Ten tips


Traveling the world with toddlers By Naazish Yarkhan • Illustration by Marc Stopeck



Too much analysis leads to paralysis, they say. And that is true when considering whether traveling internationally with children is a good idea. An 8-month-old, a 5-year-old and I visited London, Oman and India last year, all sans Dad. Four of our flights were nine hours each. One of our layovers was more than 12 hours long. We did it because having family at the other end made it worth the effort. But we learned a few things along the way.

1 Start early. Begin the process at least two months in advance. So, if you're thinking of traveling abroad this summer, now is the time. Otherwise, you'll find yourself paying extra to have things done "express." Also, if you're a chronic worrier like me, the time cushion will save you from losing hair. Apply for passports if you don't have them; application forms are available online and at most post offices. If you already have passports for you and your children, make sure they are valid for the entire duration of your travel. If only one parent is traveling with children, the other parent must write a letter of permission before the children can get a passport or visa.

2 Know what you need. Some countries require visas in addition to passports. Check with the consulate to find out whether you have to apply for them. I have an Indian passport, so I don't need a visa to India, but my kids, who have American passports, do. The reverse was true for our visas to England. A day trip into Chicago was all it took to get the visas. Most times you will need an itinerary of your travel plans when applying for a visa-just the itinerary and not actual tickets.

3 Consider getting shots. Travel shots are highly advisable, although I decided against them. I'm simply not that cautious as a parent. As long as they drank water that was boiled and filtered, I figured they would be fine.

And other than the occasional cough and cold which the kids would have gotten here as well, they were. But even the slightest fever or bruise demanded a trip to the doctor, just to be sure it was nothing more.
************
The problem: What are the headings of the numbered tips in the text on traveling the world with toddlers?

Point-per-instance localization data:
************
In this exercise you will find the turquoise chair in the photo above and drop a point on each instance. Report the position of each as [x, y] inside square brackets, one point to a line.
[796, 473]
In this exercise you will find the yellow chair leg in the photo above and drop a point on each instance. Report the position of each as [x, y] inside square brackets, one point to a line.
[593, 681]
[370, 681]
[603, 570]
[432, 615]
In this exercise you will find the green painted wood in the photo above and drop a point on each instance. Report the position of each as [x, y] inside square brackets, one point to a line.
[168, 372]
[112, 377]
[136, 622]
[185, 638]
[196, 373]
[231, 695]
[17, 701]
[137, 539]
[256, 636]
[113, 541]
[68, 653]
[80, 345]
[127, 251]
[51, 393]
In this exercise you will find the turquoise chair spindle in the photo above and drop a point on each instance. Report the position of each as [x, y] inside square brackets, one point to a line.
************
Written answer:
1. Start early
2. Know what you need
3. Consider getting shots